● Exercise aim:
Locate the line that contains "the man's nose". Print it and every subsequent line through the final line of the records, exactly and only those.

● Rows from a pointing dataset:
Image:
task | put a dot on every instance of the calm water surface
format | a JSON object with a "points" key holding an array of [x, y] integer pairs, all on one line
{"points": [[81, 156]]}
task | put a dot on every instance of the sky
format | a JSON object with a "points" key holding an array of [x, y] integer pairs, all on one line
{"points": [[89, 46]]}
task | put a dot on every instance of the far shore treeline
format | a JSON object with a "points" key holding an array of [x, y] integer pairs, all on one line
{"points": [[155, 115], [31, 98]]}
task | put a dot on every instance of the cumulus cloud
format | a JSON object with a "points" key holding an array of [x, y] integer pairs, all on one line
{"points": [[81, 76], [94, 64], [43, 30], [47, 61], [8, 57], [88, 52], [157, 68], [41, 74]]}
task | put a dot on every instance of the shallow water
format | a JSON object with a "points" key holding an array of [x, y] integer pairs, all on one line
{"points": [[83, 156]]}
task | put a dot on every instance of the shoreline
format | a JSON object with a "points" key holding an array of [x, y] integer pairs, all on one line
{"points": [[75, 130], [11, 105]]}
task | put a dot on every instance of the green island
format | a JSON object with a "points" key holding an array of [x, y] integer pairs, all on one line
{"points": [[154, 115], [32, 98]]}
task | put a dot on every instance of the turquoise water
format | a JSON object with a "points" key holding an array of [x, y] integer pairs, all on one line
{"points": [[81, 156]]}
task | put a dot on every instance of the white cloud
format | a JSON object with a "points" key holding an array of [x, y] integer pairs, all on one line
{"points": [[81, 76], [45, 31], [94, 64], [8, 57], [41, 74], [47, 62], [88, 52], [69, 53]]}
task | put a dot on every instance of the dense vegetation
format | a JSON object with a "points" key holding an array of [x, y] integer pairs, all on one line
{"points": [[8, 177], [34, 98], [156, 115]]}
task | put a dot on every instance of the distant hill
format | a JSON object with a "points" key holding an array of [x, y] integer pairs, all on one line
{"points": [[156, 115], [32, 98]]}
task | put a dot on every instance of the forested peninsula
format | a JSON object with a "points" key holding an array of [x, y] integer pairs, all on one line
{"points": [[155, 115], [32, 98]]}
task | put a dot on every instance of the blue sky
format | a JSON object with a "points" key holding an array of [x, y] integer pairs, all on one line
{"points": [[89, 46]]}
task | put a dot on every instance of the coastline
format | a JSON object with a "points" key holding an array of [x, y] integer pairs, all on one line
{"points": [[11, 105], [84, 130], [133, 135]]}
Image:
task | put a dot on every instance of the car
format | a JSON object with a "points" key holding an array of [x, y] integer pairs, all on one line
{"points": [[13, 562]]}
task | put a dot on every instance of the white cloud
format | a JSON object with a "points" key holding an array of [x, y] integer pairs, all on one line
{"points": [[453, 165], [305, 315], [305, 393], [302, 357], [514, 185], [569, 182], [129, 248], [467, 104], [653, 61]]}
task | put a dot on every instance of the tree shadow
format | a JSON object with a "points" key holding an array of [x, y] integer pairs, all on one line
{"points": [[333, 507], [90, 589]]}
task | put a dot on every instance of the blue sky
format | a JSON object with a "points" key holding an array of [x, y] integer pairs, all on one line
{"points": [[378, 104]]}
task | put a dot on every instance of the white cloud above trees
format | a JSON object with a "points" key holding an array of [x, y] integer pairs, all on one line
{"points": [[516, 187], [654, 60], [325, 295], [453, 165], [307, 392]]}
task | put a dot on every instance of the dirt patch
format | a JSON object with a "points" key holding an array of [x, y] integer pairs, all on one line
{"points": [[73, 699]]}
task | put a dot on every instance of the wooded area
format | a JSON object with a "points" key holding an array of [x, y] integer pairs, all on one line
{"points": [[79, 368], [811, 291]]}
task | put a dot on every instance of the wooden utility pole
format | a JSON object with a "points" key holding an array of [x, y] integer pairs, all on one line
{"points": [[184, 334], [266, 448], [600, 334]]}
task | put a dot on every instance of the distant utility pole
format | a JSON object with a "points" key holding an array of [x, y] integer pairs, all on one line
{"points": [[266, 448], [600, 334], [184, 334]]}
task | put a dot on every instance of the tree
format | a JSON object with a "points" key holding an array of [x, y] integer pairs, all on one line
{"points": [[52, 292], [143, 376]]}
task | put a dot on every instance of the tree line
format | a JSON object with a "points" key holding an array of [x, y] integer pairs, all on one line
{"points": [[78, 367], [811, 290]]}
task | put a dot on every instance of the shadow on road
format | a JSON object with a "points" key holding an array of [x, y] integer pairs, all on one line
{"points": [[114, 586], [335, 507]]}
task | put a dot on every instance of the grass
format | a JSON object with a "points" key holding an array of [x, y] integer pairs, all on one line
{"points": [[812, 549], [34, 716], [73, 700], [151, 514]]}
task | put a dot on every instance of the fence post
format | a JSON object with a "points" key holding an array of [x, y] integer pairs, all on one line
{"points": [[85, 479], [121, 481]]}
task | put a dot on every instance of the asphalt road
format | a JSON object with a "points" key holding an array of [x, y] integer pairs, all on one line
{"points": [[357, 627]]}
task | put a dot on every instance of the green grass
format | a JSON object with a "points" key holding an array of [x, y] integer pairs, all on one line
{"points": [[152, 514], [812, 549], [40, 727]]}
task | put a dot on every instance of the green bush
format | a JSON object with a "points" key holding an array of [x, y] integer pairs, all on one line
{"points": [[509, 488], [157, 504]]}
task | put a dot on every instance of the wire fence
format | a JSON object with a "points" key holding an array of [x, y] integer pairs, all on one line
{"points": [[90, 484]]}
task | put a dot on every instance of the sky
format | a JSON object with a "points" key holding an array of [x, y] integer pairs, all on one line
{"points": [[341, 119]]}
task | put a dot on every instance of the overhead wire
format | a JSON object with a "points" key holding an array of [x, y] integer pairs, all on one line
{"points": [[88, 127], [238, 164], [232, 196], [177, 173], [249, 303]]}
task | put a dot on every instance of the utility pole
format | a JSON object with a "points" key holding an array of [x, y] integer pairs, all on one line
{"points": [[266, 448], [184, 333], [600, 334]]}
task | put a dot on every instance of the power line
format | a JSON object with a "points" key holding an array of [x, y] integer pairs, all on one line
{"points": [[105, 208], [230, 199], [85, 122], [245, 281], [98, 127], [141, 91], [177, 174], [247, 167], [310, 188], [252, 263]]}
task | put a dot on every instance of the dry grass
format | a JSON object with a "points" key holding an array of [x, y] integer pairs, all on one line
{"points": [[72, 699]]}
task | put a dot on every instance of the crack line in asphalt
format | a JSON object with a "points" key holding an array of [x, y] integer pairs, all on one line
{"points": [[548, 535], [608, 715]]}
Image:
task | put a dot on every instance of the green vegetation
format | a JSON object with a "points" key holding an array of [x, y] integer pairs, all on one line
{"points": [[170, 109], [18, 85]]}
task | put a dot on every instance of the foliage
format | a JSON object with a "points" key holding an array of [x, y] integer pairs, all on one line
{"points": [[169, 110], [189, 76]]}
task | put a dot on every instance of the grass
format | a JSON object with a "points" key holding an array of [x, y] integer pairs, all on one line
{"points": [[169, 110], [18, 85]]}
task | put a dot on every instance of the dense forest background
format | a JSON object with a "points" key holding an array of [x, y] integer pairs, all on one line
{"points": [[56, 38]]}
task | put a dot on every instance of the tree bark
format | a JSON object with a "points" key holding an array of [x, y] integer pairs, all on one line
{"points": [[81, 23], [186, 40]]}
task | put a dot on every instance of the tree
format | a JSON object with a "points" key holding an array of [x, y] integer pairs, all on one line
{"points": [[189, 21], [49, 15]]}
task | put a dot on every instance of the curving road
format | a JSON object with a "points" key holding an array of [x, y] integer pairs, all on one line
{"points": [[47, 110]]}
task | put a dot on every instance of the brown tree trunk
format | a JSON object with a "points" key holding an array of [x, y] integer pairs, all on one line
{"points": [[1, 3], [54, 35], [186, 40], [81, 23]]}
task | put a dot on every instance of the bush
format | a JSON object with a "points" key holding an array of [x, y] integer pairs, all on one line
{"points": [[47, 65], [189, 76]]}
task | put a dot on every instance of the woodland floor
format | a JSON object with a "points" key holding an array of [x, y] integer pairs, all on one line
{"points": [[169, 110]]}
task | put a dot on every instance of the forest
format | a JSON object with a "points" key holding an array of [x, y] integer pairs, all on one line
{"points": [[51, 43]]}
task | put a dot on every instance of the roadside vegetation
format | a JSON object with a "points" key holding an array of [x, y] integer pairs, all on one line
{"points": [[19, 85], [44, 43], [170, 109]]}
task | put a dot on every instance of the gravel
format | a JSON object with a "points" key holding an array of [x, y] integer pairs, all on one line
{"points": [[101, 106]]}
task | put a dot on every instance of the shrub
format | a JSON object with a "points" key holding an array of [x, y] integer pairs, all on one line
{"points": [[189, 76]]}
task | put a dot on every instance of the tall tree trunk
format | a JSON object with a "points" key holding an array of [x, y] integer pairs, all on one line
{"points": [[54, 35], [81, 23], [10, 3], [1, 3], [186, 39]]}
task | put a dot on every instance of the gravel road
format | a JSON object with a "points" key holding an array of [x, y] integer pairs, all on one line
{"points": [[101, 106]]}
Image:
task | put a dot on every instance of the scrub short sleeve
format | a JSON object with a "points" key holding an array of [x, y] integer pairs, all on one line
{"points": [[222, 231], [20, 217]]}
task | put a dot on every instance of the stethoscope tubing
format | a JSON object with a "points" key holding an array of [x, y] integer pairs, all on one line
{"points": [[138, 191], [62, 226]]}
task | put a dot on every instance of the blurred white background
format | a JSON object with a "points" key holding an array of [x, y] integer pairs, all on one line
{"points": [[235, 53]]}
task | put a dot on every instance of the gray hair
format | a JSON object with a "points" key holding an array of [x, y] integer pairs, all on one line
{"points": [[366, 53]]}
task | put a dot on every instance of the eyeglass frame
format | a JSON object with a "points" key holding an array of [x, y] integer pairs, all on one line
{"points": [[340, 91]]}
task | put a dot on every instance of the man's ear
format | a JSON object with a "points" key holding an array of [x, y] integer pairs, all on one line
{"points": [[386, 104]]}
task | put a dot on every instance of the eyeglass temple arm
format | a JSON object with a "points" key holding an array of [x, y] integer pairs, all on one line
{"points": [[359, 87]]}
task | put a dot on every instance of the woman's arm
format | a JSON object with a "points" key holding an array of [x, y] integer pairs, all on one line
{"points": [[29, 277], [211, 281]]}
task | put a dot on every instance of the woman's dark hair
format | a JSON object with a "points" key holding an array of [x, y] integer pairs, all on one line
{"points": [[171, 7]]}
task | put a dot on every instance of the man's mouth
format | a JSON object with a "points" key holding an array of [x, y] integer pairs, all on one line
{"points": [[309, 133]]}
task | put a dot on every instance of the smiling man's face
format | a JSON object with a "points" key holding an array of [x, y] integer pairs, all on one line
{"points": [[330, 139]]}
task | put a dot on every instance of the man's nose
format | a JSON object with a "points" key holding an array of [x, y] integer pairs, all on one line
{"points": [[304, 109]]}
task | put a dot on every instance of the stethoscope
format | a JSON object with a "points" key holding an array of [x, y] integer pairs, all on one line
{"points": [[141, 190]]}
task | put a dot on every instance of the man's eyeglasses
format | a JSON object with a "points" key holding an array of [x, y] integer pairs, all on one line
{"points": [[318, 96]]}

● Final result:
task | put a dot on every instance of the man's nose
format | a JSON object with a "points" key holding an array of [x, y] integer pairs, all on one line
{"points": [[304, 109]]}
task | put a dot on every instance of the stethoscope
format | a JSON object with a "points" key holding an array of [x, y] integer pairs, all on one line
{"points": [[141, 190]]}
task | put a dot on every instance of the man's eyeglasses
format | a JSON object with a "points" key holding an array of [x, y] integer pairs, all on one line
{"points": [[318, 96]]}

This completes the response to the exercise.